_DIRECTIONS_. Express the lines of the rows below as a JSON list of strings, one per line, from the first line through the line that holds "column 219, row 253", inclusive. Leave out any blank lines.
-------- RECORDS SUPPLIED --------
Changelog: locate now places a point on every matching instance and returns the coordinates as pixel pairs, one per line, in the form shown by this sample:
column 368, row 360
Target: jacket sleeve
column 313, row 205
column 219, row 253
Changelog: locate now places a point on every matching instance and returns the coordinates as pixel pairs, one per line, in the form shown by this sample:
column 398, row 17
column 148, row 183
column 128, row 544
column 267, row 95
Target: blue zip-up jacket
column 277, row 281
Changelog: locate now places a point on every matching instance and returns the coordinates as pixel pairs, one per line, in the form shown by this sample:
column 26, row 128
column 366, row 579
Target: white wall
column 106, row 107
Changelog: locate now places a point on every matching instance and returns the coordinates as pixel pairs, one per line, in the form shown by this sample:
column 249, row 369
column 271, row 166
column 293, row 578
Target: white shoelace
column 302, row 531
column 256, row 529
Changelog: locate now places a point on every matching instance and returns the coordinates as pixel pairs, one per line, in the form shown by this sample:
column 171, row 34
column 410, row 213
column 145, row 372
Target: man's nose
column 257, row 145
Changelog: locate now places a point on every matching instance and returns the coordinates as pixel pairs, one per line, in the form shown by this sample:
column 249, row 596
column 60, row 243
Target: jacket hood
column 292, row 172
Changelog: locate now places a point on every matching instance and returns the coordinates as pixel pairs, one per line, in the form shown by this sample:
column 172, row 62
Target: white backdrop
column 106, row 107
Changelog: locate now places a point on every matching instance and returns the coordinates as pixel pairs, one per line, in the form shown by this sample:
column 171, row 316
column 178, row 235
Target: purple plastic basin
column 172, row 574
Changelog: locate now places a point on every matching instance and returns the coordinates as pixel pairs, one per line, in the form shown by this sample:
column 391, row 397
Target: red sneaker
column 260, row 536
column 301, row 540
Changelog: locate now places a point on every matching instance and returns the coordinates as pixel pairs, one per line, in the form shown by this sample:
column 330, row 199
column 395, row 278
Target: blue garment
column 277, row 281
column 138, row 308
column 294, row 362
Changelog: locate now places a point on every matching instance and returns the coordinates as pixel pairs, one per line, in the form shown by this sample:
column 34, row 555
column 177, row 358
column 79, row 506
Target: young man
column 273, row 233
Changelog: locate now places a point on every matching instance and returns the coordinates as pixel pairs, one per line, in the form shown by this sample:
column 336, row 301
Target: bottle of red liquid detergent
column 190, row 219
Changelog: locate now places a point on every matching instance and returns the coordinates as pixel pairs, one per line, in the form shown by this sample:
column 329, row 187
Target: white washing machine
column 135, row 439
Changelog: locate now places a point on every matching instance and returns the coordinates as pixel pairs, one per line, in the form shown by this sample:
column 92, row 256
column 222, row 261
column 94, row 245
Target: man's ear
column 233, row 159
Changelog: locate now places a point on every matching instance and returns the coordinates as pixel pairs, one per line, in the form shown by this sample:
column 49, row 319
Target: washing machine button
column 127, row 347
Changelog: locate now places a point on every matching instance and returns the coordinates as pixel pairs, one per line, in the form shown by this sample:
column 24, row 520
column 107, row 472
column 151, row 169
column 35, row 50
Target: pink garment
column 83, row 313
--------
_RESULT OF THIS EXERCISE_.
[
  "Changelog: locate now places a point on every matching instance and returns the coordinates as pixel pairs, one per line, in the form shown by this sample:",
  "column 368, row 360",
  "Target: jacket sleeve",
  "column 313, row 205",
  "column 219, row 253"
]